**Task objective:**
Repeat each line of the material below exactly as it appears, minus any pictures.

**Records for the task:**
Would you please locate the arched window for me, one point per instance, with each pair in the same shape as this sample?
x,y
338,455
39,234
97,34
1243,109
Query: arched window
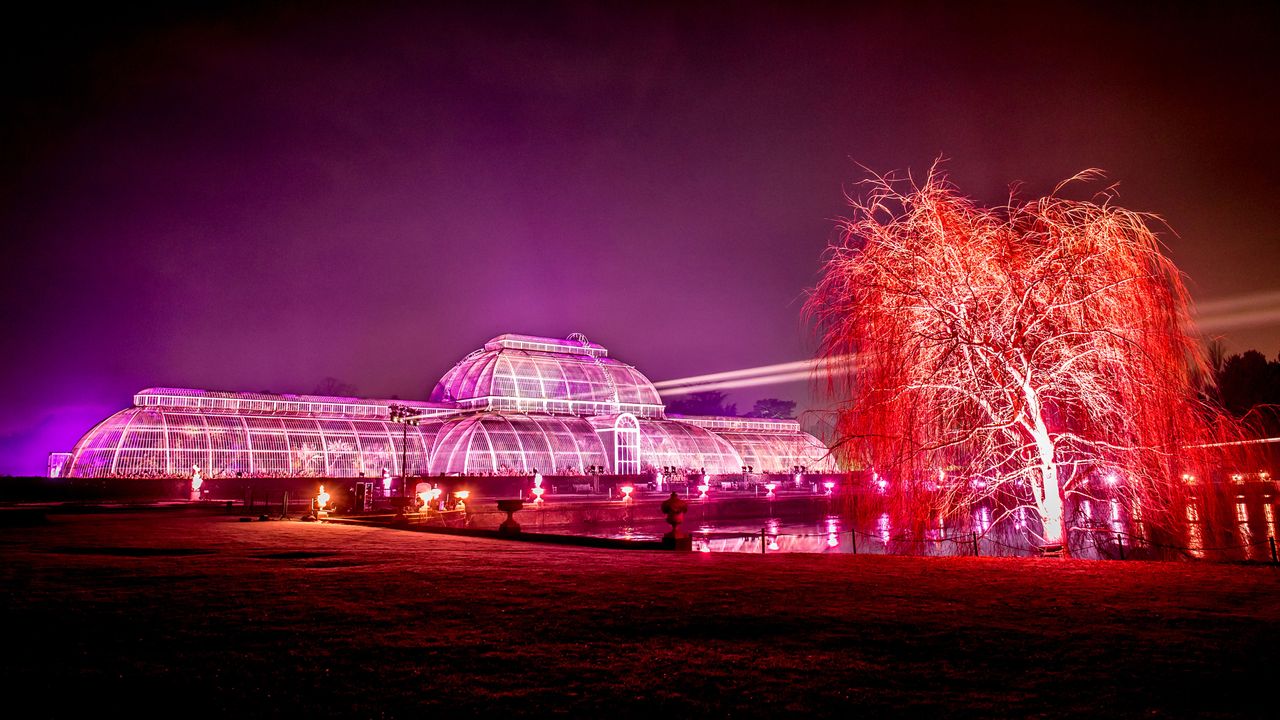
x,y
626,445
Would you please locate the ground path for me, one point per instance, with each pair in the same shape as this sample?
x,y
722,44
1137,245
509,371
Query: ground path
x,y
192,614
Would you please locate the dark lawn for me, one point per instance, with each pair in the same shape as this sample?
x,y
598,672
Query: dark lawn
x,y
190,614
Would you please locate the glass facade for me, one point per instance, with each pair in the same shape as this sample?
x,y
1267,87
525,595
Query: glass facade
x,y
520,404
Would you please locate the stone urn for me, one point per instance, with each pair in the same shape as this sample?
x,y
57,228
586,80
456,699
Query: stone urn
x,y
675,507
510,527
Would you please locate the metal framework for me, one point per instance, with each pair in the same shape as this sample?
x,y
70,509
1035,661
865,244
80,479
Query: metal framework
x,y
517,405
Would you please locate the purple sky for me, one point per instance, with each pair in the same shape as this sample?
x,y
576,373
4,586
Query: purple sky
x,y
257,199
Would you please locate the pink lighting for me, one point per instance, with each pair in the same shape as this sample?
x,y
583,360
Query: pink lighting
x,y
1075,349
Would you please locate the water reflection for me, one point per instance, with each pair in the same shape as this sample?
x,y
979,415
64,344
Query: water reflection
x,y
1101,528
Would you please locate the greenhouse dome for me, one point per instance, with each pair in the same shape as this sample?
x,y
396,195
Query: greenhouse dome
x,y
517,405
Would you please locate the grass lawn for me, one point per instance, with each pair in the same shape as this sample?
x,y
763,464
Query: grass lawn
x,y
192,614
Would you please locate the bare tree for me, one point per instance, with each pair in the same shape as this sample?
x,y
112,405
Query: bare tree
x,y
1020,352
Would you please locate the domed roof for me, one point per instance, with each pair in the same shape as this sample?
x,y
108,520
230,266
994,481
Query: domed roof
x,y
576,376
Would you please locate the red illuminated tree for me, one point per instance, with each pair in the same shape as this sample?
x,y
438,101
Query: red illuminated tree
x,y
1022,351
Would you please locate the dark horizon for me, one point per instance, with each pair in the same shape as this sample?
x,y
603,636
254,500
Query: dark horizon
x,y
257,197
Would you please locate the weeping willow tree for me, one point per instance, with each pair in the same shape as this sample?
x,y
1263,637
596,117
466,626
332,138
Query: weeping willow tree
x,y
1016,352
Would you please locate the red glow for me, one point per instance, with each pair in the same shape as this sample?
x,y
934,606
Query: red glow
x,y
1036,346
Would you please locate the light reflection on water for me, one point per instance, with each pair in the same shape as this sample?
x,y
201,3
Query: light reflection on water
x,y
1101,529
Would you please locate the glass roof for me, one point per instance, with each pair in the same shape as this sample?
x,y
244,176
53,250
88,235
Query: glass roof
x,y
581,377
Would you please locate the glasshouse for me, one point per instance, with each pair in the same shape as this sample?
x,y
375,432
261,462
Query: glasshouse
x,y
519,404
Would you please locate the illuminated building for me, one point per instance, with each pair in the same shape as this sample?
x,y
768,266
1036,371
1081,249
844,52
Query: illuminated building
x,y
519,404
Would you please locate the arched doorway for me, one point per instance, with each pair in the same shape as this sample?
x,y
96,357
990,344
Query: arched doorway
x,y
626,445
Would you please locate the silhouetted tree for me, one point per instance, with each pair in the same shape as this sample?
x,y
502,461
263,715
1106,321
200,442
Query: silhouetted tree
x,y
1249,388
773,408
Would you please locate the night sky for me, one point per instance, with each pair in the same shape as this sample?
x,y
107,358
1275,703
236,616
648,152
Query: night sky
x,y
257,197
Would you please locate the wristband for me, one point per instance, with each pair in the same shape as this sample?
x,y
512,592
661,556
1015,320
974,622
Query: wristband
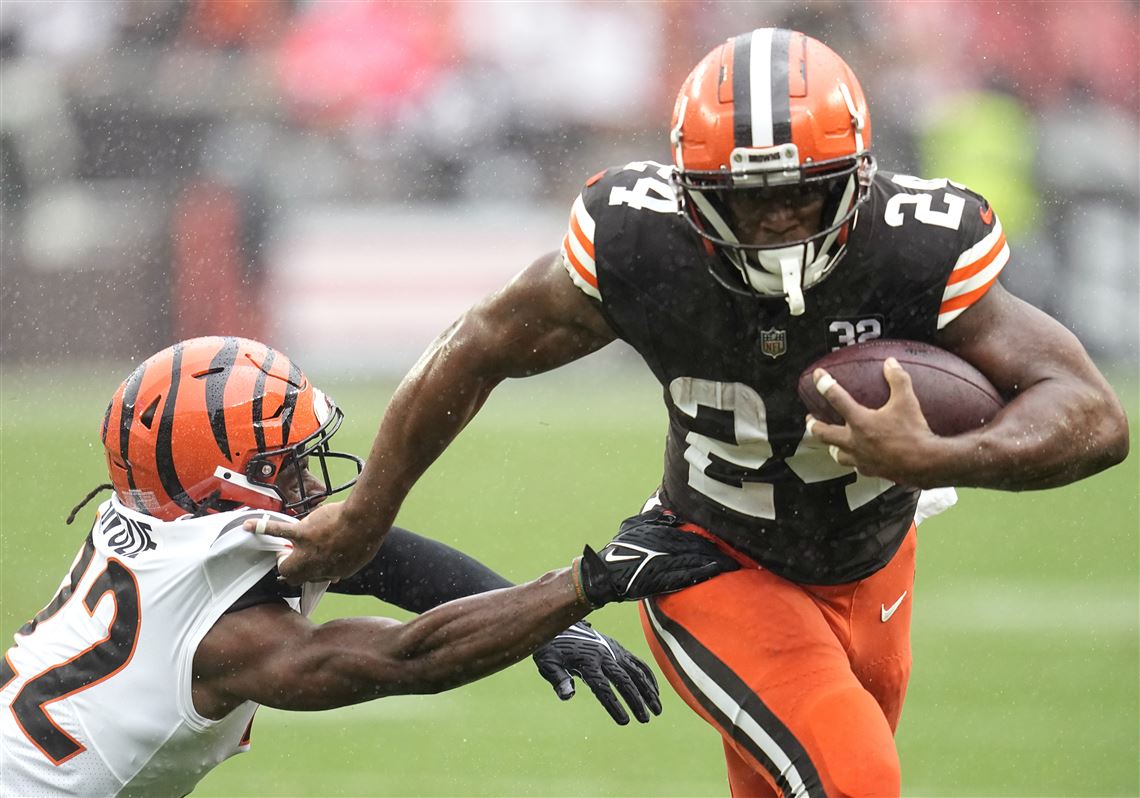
x,y
576,576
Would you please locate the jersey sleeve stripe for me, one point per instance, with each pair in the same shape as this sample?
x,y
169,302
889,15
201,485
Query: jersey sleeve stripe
x,y
966,270
985,275
578,250
586,242
951,308
579,268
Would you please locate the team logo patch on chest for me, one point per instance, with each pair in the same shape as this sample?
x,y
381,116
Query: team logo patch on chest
x,y
773,342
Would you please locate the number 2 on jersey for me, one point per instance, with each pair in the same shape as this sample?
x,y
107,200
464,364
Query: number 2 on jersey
x,y
103,659
750,449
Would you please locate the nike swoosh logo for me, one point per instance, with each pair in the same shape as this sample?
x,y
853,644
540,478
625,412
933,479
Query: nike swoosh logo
x,y
886,612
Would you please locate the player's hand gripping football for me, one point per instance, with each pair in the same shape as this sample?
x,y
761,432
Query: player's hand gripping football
x,y
893,441
600,661
649,555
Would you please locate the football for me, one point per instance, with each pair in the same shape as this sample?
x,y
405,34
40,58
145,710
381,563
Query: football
x,y
953,395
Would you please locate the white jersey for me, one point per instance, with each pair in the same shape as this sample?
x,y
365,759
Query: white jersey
x,y
96,693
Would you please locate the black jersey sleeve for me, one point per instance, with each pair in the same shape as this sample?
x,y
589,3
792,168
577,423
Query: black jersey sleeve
x,y
945,221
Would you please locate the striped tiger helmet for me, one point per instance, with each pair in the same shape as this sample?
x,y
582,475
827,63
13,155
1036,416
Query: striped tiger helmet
x,y
772,114
216,423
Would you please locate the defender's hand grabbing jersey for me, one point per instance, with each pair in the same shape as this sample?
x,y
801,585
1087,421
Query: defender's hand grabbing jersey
x,y
96,693
738,462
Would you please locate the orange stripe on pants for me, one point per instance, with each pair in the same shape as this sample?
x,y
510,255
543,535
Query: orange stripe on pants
x,y
805,683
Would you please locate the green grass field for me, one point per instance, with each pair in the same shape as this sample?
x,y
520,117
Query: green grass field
x,y
1026,667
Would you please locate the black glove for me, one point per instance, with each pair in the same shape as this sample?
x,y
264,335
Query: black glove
x,y
599,660
648,556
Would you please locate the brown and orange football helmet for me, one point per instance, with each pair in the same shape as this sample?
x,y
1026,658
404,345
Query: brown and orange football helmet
x,y
772,111
212,424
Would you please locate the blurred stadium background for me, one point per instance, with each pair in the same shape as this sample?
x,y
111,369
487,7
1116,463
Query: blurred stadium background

**Response below:**
Would you please locate the arched window for me, one point per instance, with each pair in the same shape as this sample?
x,y
338,455
39,234
97,34
1243,109
Query: arched window
x,y
626,445
Would you please locate the ground path for me, one point per instance, with each pair in the same shape as this sample?
x,y
722,44
1137,245
509,371
Query: ground path
x,y
192,614
Would you please locate the dark lawn for me, one point per instance, with each pair in the same shape as this sample?
x,y
598,672
Query: dark lawn
x,y
190,614
Would you please locate the glass facade for me, one point per instance, with each pair in the same shape as this sample?
x,y
1267,87
525,595
Query: glass facade
x,y
520,404
Would you please locate the stone urn for me, one point per instance, with each pair in the same shape as this sample?
x,y
57,228
586,80
456,699
Query: stone urn
x,y
675,507
510,527
Would you please locate the metal framework for me, one point per instance, with each pair in the same shape as this sample?
x,y
70,509
1035,661
865,244
80,479
Query: metal framework
x,y
517,405
Would you please locate the purple sky for me, one point per instance, with each pair in the same shape as this sample?
x,y
576,373
4,586
Query: purple sky
x,y
257,199
Would you please locate the pink lighting for me, one point per instance, with each pair in the same shape as this sample?
x,y
583,360
Query: pink lighting
x,y
1075,349
Would you please locate the water reflection for me, one point per instance, with each pair in the same shape as this sample?
x,y
979,415
64,344
Query: water reflection
x,y
1101,528
Would you please locate the greenhouse dome for me, one point per instance, with each pair in the same shape as this sample?
x,y
396,195
Query: greenhouse dome
x,y
517,405
Would you please locate the grass lawn for me, one point per instance, with each pair in the same shape as this sample?
x,y
763,464
Query: grass lawn
x,y
192,614
Would you please locate the bare tree for me, one point per instance, with each pair in the same shape as this sample?
x,y
112,405
Query: bare tree
x,y
1020,352
Would you please locate the domed roof for me, one point per instance, with each pair in the same shape as this sample?
x,y
108,520
230,266
994,481
Query: domed roof
x,y
576,376
Would you please locate the red illuminated tree for me, one point per instance, with each pair in the same shape as this sample?
x,y
438,101
Query: red illuminated tree
x,y
1022,351
Would you please locate the dark horizon for me, one point per instance, with each pair in the same shape as this sample?
x,y
603,636
254,500
Query: dark horizon
x,y
257,197
Would you please locate the weeping willow tree for me, one point per instance, with each pair in the same shape as this sample?
x,y
1263,637
596,117
466,626
332,138
Query: weeping willow tree
x,y
1016,352
Would you please locate the red glow for me, one point per instance, with each pair in the same shape as this sample?
x,y
934,606
Query: red glow
x,y
1036,346
Would you please locate the light reflection on water for me, one point per instance, with each pair in the same shape as this sample?
x,y
201,3
Query: light reflection on water
x,y
1101,529
Would you please locate the glass roof for me, one point per instance, with each pair in the same shape as this sample?
x,y
244,176
53,250
88,235
Query: glass roof
x,y
581,377
Would you please locate the glasshouse for me, one point per instance, with each pair in the same shape as this sample?
x,y
375,432
261,462
Query: glasshouse
x,y
519,404
Would you please locate the illuminated building for me, one point per instance, with each pair in the same shape as this sample?
x,y
768,266
1036,371
1081,249
844,52
Query: illuminated building
x,y
519,404
Would you please locate the arched doorway for me, one point per instance, with each pair in the same shape as this sample?
x,y
96,357
990,344
Query: arched doorway
x,y
626,445
Would you please locate the silhouetted tree for me, one point per instance, with each pair in the same shape as this sample?
x,y
502,461
263,715
1106,321
200,442
Query: silhouetted tree
x,y
1249,388
773,408
Would you please locate the night sky for me, one point per instance, with each pair in the same shape as this sample?
x,y
107,358
1275,703
236,616
648,152
Query: night sky
x,y
257,197
Would you please locate the wristband for me, one point per instance, with each pair in the same shape as this sample?
x,y
512,592
661,556
1015,320
974,622
Query: wristband
x,y
576,576
Would you please locate the jersey sleeve stripe for me, one point per instance, with each pair in the same shape as this sample?
x,y
169,302
889,15
201,485
Query: jersey sleeve stripe
x,y
966,270
985,275
578,250
586,242
951,308
579,268
Would you please locate the team logo patch on chest for me, one point per instance, with each pair in the same shape as this sample?
x,y
381,116
Query: team logo patch on chest
x,y
773,342
Would you please locate the number 2 on jersey for me, one point per instance, with each pair in the same shape as this sample?
x,y
107,200
464,364
Query: number 2 on jersey
x,y
103,659
750,449
Would you please locate the nike swoosh logo for me, one point per instance, with each pair in the same shape as this sample?
x,y
853,644
540,478
625,412
933,479
Query: nike swoosh logo
x,y
886,612
Would you please locate the player's hand gripping football for me, one point per instance, with each pair in the same shape as this sample?
x,y
761,432
Query: player's hand gripping football
x,y
893,441
600,661
649,555
Would you please locate the football for me, one point per instance, with each pair in the same shape as this sample?
x,y
405,34
40,58
145,710
381,563
Query: football
x,y
953,395
Would you please locate the white jersey for me, one point per instance, with each pair in the same shape as this sample?
x,y
365,759
Query: white jersey
x,y
96,693
Would you please locate the black jersey sleeve for me, one point per instance, with each pair in the same shape as this sample?
x,y
589,3
792,168
577,423
Query: black jersey sleeve
x,y
945,221
Would you please locate the striped tiger helmet for me, one point per instance, with each pair in the same shape as this sample?
x,y
582,475
827,63
13,155
1036,416
Query: striped tiger helmet
x,y
772,114
216,423
Would you please locate the defender's hand grabbing jersey for me, one point per instance, with each pair in the same shape as this sample?
x,y
801,585
1087,421
Query: defender's hand grabbing jersey
x,y
96,693
738,462
Would you please locate the orange stripe on pants for me, one point per instance, with each pair in the same shape as this sample?
x,y
510,255
543,535
Query: orange stripe on pants
x,y
805,683
Would you please locate the green grass field for me, one point per instance, with each pair in the same shape as this sample?
x,y
520,117
Query: green grass field
x,y
1026,667
Would you please locate the black glove for me, one point per instance, with each pair in the same shape as this sample?
x,y
264,335
Query: black glove
x,y
599,660
648,556
Would you please locate the brown and orange football helmet for me, one point per instance, with each pair in the same shape as this sample?
x,y
1026,658
404,345
Query: brown and orange football helmet
x,y
772,111
212,424
Would you please locate the blurred stadium background for me, one point per instance, with each pair in the same shape as this sample?
x,y
111,369
487,7
1116,463
Query: blurred stadium background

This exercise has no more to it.